Restate word for word every entry that appears below, skipping its pictures.

________________________

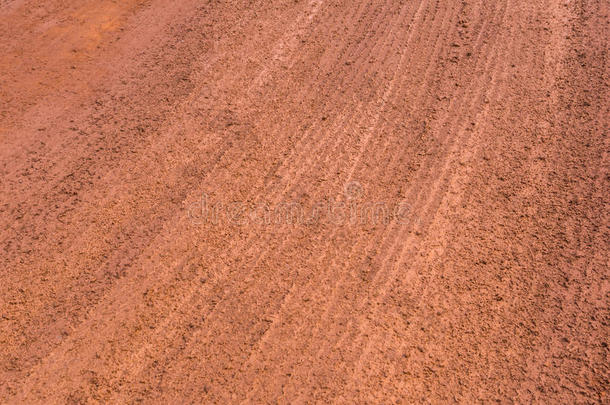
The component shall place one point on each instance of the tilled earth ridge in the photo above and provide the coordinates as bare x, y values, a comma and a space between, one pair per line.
367, 201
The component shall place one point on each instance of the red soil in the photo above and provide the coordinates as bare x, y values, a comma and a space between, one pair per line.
485, 121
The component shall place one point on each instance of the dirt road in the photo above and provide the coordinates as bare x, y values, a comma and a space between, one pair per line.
355, 201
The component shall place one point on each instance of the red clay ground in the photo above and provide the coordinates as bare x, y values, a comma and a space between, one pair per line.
485, 121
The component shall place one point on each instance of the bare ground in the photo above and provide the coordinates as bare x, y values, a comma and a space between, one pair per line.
485, 122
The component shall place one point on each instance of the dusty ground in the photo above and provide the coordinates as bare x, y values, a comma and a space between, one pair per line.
484, 122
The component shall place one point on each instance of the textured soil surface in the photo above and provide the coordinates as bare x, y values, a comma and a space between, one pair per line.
301, 201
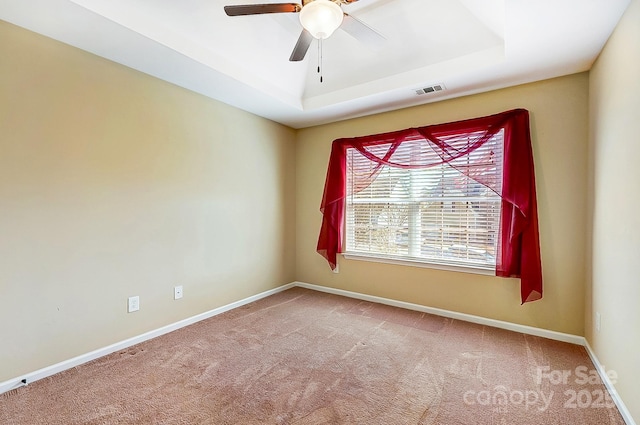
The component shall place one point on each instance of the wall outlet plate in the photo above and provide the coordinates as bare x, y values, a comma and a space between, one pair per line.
177, 292
134, 304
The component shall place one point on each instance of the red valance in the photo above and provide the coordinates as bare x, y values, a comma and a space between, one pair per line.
518, 243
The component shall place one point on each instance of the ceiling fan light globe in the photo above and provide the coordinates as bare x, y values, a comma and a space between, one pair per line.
321, 18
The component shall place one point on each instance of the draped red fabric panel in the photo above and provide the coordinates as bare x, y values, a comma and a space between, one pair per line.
518, 246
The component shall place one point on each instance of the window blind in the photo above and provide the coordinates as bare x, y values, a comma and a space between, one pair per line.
438, 214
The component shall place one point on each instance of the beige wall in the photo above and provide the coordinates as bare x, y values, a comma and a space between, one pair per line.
614, 275
113, 184
559, 113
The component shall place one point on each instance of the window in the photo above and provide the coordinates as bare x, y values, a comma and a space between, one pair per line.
436, 215
460, 193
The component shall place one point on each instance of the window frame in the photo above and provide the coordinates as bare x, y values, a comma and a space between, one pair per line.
415, 239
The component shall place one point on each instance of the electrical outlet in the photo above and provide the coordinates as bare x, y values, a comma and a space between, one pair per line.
177, 292
134, 304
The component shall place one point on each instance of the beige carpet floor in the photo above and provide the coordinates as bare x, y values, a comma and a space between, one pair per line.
305, 357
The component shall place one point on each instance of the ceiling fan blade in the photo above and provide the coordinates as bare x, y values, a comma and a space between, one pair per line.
258, 9
304, 41
362, 32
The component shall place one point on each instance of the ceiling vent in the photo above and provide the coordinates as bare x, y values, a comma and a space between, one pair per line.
431, 89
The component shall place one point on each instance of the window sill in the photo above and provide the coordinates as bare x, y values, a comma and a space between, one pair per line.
405, 262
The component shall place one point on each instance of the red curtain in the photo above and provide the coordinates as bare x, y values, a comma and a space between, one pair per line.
518, 243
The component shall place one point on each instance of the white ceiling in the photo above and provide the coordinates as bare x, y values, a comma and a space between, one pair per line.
470, 46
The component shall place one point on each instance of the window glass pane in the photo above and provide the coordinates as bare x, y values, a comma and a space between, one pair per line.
440, 214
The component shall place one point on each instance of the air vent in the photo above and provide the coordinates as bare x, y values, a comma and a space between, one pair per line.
430, 89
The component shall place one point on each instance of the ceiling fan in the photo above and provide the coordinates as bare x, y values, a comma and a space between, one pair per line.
319, 19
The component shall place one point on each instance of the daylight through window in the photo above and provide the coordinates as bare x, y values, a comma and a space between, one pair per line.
436, 215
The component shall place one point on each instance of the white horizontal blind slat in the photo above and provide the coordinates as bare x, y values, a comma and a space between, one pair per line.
435, 214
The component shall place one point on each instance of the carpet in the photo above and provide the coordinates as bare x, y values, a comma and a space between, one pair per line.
305, 357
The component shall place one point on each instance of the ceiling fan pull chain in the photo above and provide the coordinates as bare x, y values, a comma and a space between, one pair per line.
320, 58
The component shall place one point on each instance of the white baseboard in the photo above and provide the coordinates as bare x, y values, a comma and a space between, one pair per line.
626, 415
30, 377
529, 330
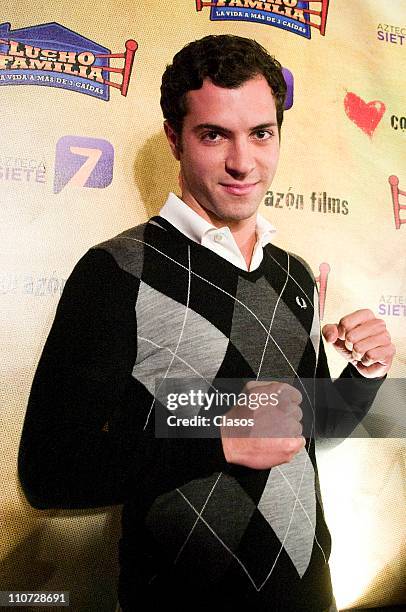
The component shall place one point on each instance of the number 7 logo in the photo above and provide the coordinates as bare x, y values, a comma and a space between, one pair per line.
83, 162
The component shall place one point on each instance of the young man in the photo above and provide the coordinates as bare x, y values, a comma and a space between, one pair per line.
231, 522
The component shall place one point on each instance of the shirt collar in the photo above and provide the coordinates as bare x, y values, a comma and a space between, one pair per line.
192, 225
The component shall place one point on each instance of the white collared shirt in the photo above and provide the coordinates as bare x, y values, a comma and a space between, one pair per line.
219, 240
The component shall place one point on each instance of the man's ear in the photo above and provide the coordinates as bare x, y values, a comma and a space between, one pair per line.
173, 139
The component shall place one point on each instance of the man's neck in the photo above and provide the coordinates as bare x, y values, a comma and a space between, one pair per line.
243, 231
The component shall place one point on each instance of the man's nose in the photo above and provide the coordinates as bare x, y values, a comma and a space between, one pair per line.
239, 160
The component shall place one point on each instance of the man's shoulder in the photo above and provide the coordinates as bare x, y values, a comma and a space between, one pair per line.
128, 247
282, 256
133, 239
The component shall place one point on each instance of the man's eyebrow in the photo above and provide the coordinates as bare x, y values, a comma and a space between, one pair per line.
218, 128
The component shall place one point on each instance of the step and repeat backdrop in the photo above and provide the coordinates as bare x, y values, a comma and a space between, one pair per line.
83, 156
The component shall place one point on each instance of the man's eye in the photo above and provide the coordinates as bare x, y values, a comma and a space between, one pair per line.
211, 136
263, 134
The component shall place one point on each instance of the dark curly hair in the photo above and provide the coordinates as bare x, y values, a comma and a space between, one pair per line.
228, 61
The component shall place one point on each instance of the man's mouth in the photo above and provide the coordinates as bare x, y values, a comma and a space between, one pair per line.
238, 188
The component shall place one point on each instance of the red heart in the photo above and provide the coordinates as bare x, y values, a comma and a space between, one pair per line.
365, 115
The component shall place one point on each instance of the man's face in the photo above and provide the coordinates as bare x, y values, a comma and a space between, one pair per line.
228, 149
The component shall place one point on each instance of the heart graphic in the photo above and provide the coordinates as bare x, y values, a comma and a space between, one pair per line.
365, 115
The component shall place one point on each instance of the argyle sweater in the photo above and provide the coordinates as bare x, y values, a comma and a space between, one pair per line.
196, 531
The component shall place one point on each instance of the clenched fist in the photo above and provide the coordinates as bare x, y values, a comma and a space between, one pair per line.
275, 435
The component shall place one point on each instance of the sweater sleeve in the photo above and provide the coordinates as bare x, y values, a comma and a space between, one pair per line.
71, 455
83, 443
341, 405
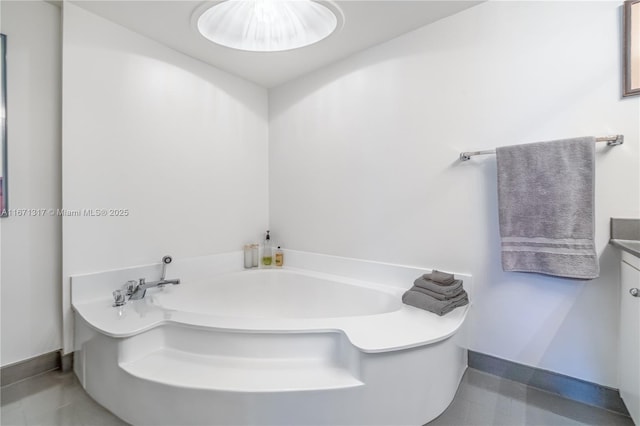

________________________

Response to this task:
The component shall place one point on each instance of the tilled earth ridge in the photo above and provide the coordinates as bare x, y values, a comma and a space between, one pair per line.
367, 201
The component shall place one point on each instance of the red soil in the photo above and provide the coordinates as bare x, y values, a comma and a space between, one pair per line.
485, 121
The component shall place one point on each instance of the dirt road in the photo above and provide the coordinates as bare x, y values, a comma and a space between, one pair per line.
355, 201
The component shall place one point on each instance of the red clay ground in the photo above and provide the coordinates as bare x, y values, a comma and a space between, one pair per line.
485, 121
The component shall place one point on each instance of the bare ground in the photo above and provide the coordinates as bare x, y values, a comma and a space between, one pair per line.
485, 122
The component shall place one point on each instance of the dusty ground in the photo above and provide the coordinates as bare x, y values, a comma and a space between, one pair per line.
484, 122
The component shall place one point on each instance of the textured soil surface in the photo above and provide the coordinates as bare x, y values, a comma and a space between, one pair per line.
301, 201
The component shall place one point on each instance of the wall outlet plate in the photo above and provide the coordinates as bare x, y values, a comma and a space between, one pair per line.
177, 292
134, 304
The component shall place one point on each instance of the red valance in the photo above and provide the coordinates as bare x, y values, a comma and a space between, one pair per line.
518, 243
The component shall place one point on each instance of the ceiling fan light globe in the photo above and provide the coordinates as bare x, y values, a comma and a space between, one pair per line.
321, 18
The component shall place one point on each instance of the draped red fabric panel in the photo above and provide the coordinates as bare x, y values, a comma and a space between, one pair per line.
518, 246
The component shall place one point on each instance of the window blind in the photo above and provide the coordinates as bare x, y values, a comma and a space between, one pair per line.
438, 214
The component shall place one point on each instance of the beige wall in the photo above and provide the coordinates as bare x, y values, a comma and a space between, one pair per line.
614, 275
113, 184
559, 113
The component shall place one point on each instance of the window in the photo above and provide the coordinates as bare x, y values, a comma and a space between, one pair per line.
436, 215
460, 193
The component shall place one point on each instance of the window frame in the photo above and provide the coordinates as bare x, y values, a comma and a space between, one pair per line.
415, 239
The component shall place one point on each instance of the electrical outlet in the photo above and provide the coordinates as bare x, y values, a comma and a space between, one pair per line.
177, 292
134, 304
The component shall place one point on each instance of the beige carpet floor in the photo above and provide the coordinates as bare x, y values, a comma and a space between, one pair per line.
305, 357
The component shall place one point on each instance of the ceiling fan blade in the photo above and provide the coordinates as bare x, y values, a comma and a space between, one pair per line.
258, 9
304, 41
362, 32
The component shall place one point on each instance of the ceiling vent in the photo above and provide the coordinates as bare x, y values, a comma and a space between, one pair per line.
431, 89
The component shall place one point on each instance of the window sill in the photo above and provide the coordinates as bare x, y values, a comma and a space between, one pair per line.
405, 262
The component shall place one point on each instance of the red curtain in the photo above and provide the coordinates as bare x, y values, a comma and a space between, one pair per line.
518, 243
The component shall place one point on each instance of the white ceiling in the photo above and provide the coordinates as bare x, y values, a comma and a space between, one pair per line.
470, 46
The component shall place one point on each instance of the window glass pane in the photo above and provide the coordinates as bare x, y values, a comma and a space between, one pair per line.
440, 214
The component shall place one point on each instance of the air vent in the photo above and provide the coordinates as bare x, y values, a comma and a space between, one pair per line.
430, 89
The component shall place one point on each instance of the ceiling fan in the photo above and provide the coordinates as bare x, y values, a comma and a space between, one pair per line.
319, 19
The component shall place one point on each instance of the daylight through window in the photo above and provide the coordinates as bare x, y values, a comma and a space between, one pair per line.
436, 215
The component shall place one point on each instance of the white horizontal blind slat in the photo above and provide the coordinates as bare x, y values, a comma and a space between, one pair per line.
435, 214
The component shall place one point on each instance of the carpet in the photo above and provide the coordinates as bare x, y values, a comma and a space between, one pair per line.
305, 357
The component shall place one point on each instance of the ceiling fan pull chain in the photo above and provide the coordinates as bare x, y values, a comma and a space between, one pair per line.
320, 58
The component shall place one point on each instance of the white baseboard in the photo above and provide the coordinates as bare x, y values, a comma and a space between, one pair per line.
626, 415
30, 377
529, 330
The component shall place one point on each instance of the number 7 logo in the photo above and provide the coordinates as bare x, y values, a comma and a space between, one pair per line.
83, 162
The component shall place one point on each instance of the young man in the photo above and provide the coordinates as bare x, y values, a comma and a space between, one pair per line.
231, 522
The component shall place one point on each instance of the shirt collar in the photo above and provide the coordinates as bare x, y values, a comma and a space between, one pair per line.
192, 225
The component shall place one point on each instance of the white collared shirt in the photo above and provide the coordinates as bare x, y values, a comma and a space between, one pair per line.
219, 240
The component shall place one point on each instance of the man's ear in the photo above and provide the coordinates as bare x, y values, a comma and a space between, one pair per line.
173, 139
The component shall place one point on each instance of the man's neck in the photo above and provide the coordinates as bare x, y values, a comma and a space between, one pair per line.
243, 231
The component shall place one point on each instance of the man's nose in the photo above and provide the coordinates as bare x, y values, a comma and a space between, one pair per line.
239, 160
The component shall place one point on each instance of the man's shoulder in the photo above and provide the coordinates as bare x, y values, a comma and a space between, one pair per line.
128, 247
282, 256
133, 239
The component shall place one point on each instance of the man's eyebrow in the photo above and provide the coordinates as bare x, y values, a comma and a space between, one pair per line.
218, 128
The component shall place one point on each instance of the step and repeat backdrop in the photo above and provide the coordinates as bare x, y values, a comma and a space between, one pair per line.
83, 156
The component shall place one point on each instance of the man's eye in the photo above and provide the coordinates as bare x, y values, a comma and a space between, one pair per line.
211, 136
263, 134
The component shall place one point on each instance of the dark curly hair in the photo above and provide the coordinates as bare x, y values, a comma and a space between, one pair per line.
228, 61
The component shall place one point on each instance of the man's mouth in the photo above and provide the coordinates as bare x, y values, a comma and a space between, one pair per line.
238, 188
The component shall place one point on each instance of the red heart in the photo above and provide the coordinates as bare x, y values, a comma and a space between, one pair per line.
365, 115
The component shall place one point on each instance of the man's face in the photo above and provide the coordinates as bare x, y values, a comma and a space between, one pair per line.
228, 149
The component shall place one point on each instance of the heart graphic in the photo above and provide the coordinates as bare x, y values, a comma and a space between, one pair per line.
365, 115
The component shall place one point on each instance of the argyle sweater in the photo above and provide the coordinates as bare x, y values, a comma and a space between, one pair per line.
196, 531
The component shall place one point on each instance of the clenched fist in the photo above and provide the coordinates as bare x, y values, a comma and a space between, one pair per line.
275, 435
The component shall place one point on each instance of the sweater sleeve in the photo above and provide the coordinates as bare x, y values, a comma and a space between, one pair per line.
71, 455
83, 443
341, 405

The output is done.